Your assignment
Look below and pull out each line with the word "gets".

The data
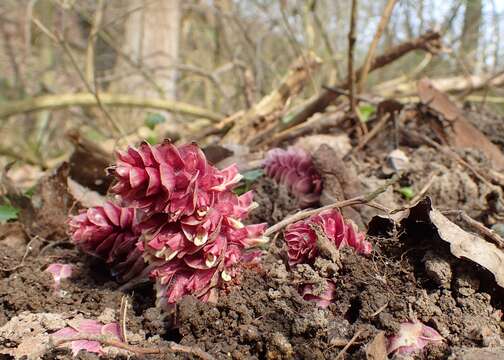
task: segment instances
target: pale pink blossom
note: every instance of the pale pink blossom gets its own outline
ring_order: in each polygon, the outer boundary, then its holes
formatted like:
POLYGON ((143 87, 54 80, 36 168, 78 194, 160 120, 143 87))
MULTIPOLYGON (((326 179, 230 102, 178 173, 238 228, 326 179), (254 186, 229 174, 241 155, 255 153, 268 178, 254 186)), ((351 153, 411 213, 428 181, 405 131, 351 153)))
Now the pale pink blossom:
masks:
---
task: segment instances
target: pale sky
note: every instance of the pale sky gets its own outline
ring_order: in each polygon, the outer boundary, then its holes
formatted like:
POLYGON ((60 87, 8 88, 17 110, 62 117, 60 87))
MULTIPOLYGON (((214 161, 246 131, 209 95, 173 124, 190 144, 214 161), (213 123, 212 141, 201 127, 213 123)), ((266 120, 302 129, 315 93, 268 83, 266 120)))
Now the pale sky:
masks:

Response for this exercise
note: every instance of the pale pink blossom gets its own outline
note: every instance of the pale sky gets its own outline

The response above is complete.